| EXERCISE DIRECTIONS |
Convert the data starting at the line containing "the balcony, each" and ending at the line containing "(700, 1183)" into a two-column CSV with the headers text and points. Give one row for each block of wording and its coordinate list, with each field in quotes and line breaks replaced by spaces.

— Start of RAW DATA —

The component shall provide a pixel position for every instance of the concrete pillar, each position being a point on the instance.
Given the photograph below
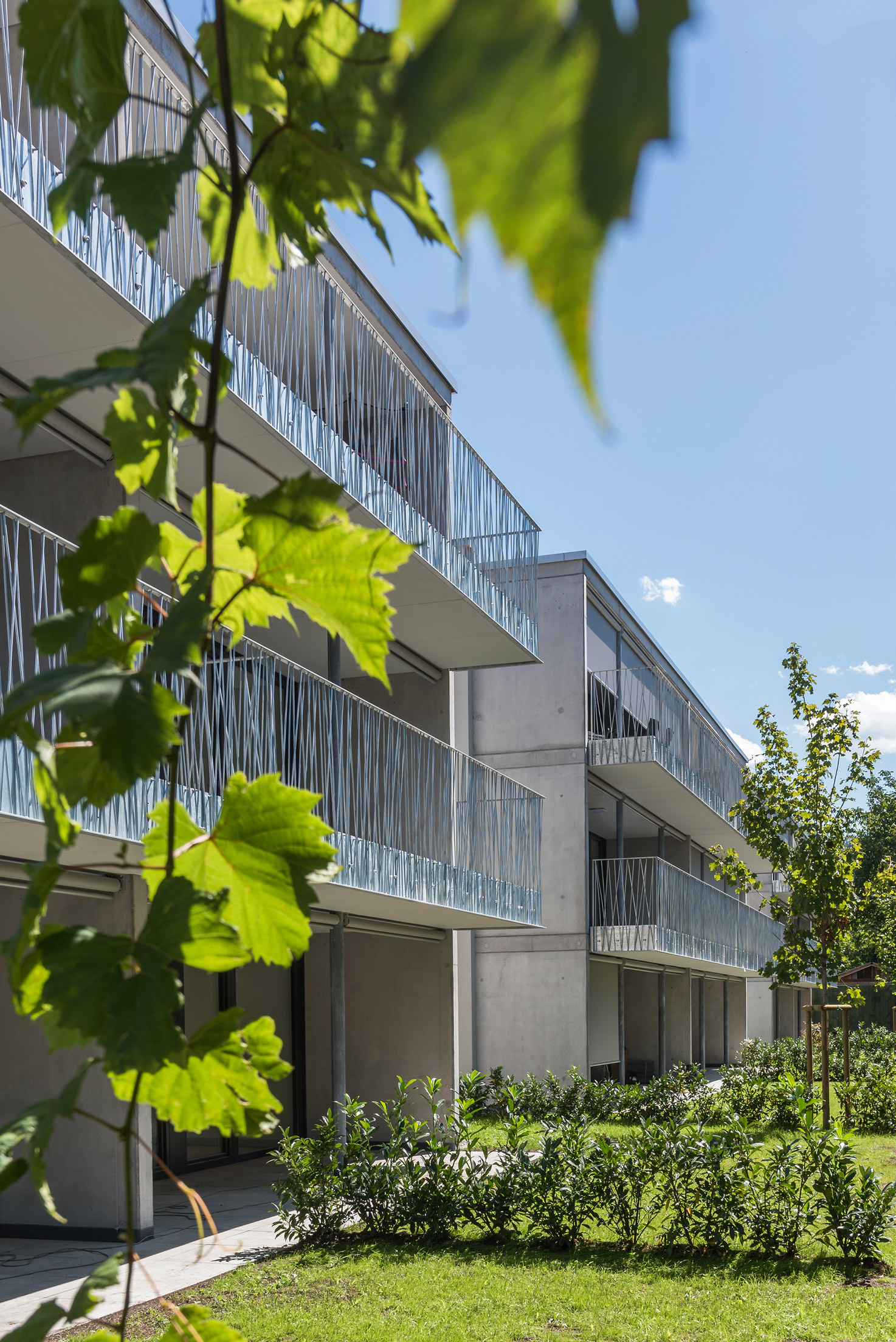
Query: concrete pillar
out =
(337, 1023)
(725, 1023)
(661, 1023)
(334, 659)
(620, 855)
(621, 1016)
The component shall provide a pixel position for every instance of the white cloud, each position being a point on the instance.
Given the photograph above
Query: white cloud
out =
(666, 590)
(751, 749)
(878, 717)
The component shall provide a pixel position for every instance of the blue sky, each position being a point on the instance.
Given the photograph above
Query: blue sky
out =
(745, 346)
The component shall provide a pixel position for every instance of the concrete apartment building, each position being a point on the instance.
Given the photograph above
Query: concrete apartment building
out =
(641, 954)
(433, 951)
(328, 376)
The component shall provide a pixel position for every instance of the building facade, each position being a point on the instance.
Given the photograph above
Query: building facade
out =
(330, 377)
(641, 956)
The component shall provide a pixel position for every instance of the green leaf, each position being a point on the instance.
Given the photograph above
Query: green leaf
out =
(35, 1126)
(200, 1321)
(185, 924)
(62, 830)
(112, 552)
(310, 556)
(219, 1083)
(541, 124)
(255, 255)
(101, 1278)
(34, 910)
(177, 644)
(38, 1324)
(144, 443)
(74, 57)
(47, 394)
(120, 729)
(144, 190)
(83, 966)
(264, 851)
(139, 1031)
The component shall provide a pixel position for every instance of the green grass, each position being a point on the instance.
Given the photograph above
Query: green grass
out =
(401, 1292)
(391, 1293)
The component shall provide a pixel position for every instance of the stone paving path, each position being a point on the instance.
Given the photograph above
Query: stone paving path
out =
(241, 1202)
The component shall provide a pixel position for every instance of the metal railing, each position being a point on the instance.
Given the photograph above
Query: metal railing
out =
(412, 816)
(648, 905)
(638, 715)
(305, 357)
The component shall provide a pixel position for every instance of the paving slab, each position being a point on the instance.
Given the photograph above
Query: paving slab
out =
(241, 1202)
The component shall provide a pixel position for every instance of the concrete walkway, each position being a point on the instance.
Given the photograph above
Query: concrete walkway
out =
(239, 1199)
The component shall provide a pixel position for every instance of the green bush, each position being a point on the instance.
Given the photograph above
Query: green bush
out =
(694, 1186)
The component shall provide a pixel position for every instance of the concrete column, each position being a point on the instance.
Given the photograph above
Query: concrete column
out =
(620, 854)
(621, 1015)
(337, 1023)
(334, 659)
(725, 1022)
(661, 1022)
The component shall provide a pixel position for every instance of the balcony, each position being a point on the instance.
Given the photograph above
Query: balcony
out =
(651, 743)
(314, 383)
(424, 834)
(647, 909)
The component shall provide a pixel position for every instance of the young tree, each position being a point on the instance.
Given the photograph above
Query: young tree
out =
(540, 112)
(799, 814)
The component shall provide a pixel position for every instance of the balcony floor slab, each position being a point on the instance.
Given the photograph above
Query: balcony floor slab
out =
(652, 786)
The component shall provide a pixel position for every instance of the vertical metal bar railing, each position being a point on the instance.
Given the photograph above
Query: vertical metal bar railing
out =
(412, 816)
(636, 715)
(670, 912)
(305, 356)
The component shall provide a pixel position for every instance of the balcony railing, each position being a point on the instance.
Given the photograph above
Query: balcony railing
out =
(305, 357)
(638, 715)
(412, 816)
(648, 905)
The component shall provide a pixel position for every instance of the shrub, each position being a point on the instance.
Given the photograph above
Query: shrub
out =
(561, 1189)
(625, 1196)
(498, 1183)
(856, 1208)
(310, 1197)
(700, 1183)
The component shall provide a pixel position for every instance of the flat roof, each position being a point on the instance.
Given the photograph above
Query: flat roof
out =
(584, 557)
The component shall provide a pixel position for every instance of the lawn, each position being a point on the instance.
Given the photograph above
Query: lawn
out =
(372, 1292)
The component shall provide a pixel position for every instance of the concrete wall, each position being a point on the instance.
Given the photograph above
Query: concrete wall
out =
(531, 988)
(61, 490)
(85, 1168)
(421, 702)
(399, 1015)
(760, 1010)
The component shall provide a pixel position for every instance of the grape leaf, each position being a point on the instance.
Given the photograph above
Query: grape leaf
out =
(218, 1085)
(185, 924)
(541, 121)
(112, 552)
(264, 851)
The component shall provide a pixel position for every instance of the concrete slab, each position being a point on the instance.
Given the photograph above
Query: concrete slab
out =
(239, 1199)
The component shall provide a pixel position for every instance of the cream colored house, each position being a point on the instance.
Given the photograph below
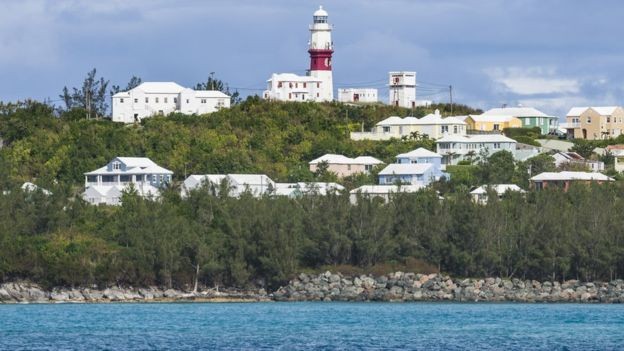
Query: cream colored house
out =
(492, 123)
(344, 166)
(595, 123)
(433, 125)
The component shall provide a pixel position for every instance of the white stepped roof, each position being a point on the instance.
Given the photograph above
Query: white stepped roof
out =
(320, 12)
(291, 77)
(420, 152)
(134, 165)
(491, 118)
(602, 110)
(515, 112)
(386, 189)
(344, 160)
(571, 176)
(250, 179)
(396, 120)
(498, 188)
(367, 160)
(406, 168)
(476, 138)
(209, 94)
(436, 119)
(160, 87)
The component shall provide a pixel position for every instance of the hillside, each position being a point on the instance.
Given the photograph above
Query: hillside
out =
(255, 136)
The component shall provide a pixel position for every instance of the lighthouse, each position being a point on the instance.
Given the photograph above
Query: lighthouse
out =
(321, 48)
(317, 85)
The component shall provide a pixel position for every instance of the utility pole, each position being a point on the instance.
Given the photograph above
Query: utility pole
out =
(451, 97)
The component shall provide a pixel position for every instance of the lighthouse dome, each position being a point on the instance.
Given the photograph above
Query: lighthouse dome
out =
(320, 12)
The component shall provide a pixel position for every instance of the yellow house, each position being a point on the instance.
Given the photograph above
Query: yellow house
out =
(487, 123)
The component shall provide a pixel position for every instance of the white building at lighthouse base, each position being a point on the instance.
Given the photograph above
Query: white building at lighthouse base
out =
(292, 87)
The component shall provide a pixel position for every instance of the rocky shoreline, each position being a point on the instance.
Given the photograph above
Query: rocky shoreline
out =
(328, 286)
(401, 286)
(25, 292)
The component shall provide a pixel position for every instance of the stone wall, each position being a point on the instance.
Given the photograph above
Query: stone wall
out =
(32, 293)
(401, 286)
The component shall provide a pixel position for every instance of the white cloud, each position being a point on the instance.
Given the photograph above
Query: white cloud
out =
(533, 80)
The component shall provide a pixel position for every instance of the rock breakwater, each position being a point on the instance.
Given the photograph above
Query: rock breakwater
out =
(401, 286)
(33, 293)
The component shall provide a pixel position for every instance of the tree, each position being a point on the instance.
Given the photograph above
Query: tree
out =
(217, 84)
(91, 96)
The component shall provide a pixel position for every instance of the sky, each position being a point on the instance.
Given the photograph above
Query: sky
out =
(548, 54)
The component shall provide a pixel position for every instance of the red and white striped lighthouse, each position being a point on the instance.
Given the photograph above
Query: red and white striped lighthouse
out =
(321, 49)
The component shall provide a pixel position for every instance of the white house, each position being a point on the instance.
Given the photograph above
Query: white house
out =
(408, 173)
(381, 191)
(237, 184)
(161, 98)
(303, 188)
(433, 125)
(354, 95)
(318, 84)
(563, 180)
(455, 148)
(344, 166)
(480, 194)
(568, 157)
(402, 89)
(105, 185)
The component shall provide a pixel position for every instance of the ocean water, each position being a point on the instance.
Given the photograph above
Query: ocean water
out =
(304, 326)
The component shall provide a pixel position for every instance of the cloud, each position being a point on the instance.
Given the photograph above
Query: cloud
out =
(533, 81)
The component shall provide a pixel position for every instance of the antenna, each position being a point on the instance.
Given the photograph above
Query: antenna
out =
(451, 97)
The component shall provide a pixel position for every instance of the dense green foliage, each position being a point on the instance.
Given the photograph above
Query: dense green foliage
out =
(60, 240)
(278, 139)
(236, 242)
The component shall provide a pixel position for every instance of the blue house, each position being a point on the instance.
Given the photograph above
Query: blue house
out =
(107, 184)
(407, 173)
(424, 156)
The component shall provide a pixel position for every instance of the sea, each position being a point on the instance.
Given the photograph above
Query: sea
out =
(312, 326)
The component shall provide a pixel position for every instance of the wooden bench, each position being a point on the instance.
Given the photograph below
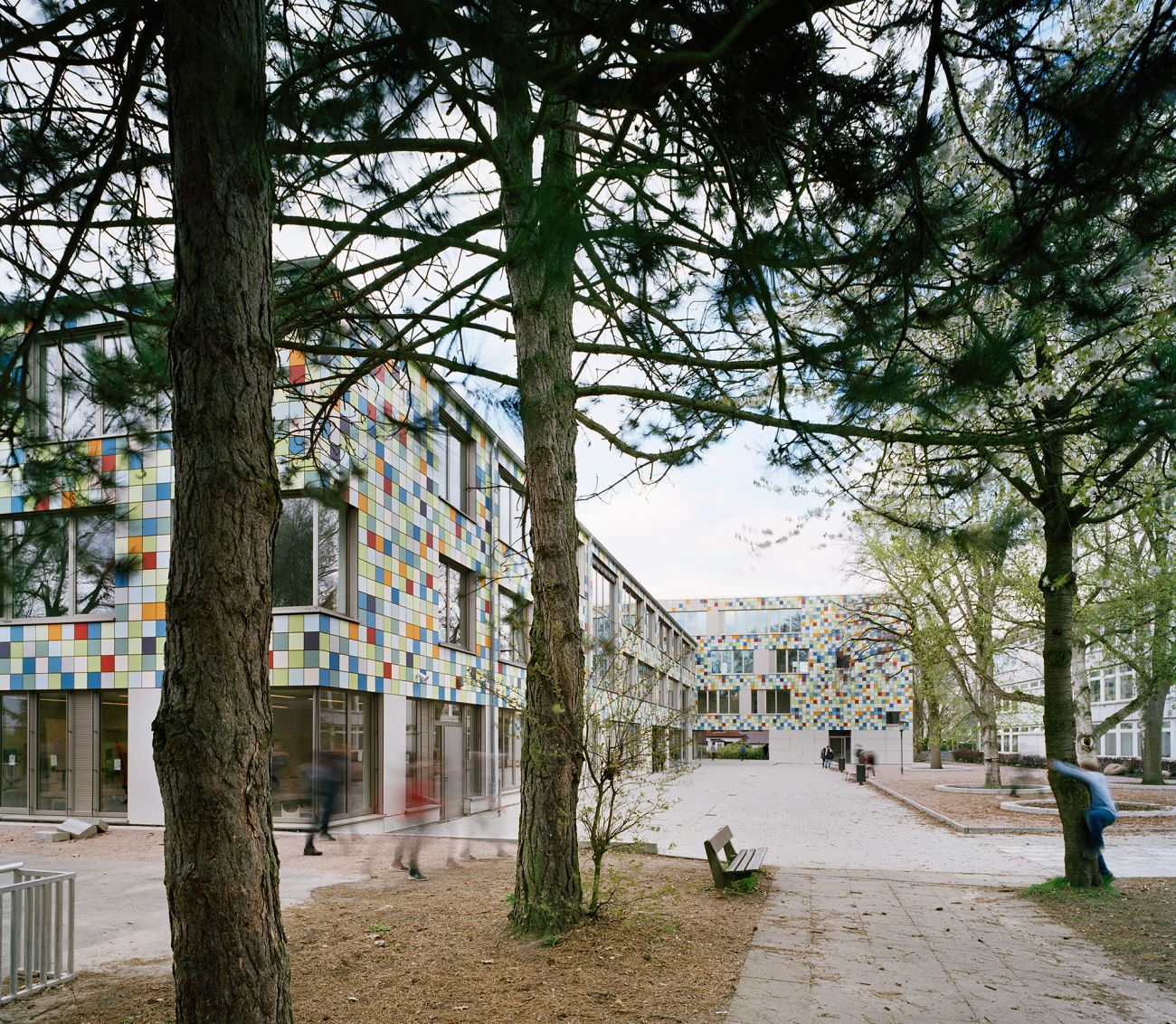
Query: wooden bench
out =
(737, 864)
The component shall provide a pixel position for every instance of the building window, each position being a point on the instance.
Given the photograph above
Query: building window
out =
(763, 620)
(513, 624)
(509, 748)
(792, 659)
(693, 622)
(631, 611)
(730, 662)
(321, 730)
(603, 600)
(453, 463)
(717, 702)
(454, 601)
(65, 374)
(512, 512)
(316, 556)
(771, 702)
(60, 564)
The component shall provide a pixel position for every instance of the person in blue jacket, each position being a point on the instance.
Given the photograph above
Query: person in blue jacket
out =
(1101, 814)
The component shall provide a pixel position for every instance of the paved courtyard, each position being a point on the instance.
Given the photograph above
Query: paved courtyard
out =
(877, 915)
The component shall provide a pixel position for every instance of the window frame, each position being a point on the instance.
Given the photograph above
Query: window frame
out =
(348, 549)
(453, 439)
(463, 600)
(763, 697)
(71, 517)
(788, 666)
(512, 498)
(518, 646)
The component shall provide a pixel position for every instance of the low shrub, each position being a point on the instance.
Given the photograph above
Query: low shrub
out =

— End of RAW DATA —

| THE COMPLETED TASK |
text,points
"The component shall provide a pixel position for every instance of the balcony, each position being a point on the instance. Given the photograph above Query: balcony out =","(651, 743) (314, 383) (424, 834) (647, 909)"
"The component shall provide a pixel position for every instance of the young tree, each position being a point on the instance. Given the photograph above Query: young tree out =","(540, 112) (799, 814)"
"The component shall provide a pixel position for every instance of the balcony floor slab, each position being a point on the instance. Given the photograph above Query: balcony floor slab out =","(652, 786)"
"The component shall provide a pixel position for every instance of the vertical metal bar railing, each position being a point on the instance. Given the photograph above Query: vertical metal bar railing out =","(412, 816) (636, 715) (670, 912) (305, 356)"
"The component shall provide a pixel position for every instance of the balcony railing, each position being a point on the instance. Given the photograph above Query: balcony railing out =","(305, 357) (638, 715) (412, 816) (648, 905)"
"The component shall provide a pixel position for every instance of the shrub, each position being a point on the instance. Given the photograph above Query: shrub out =","(561, 1189) (625, 1196) (498, 1183) (856, 1208) (310, 1197) (700, 1183)"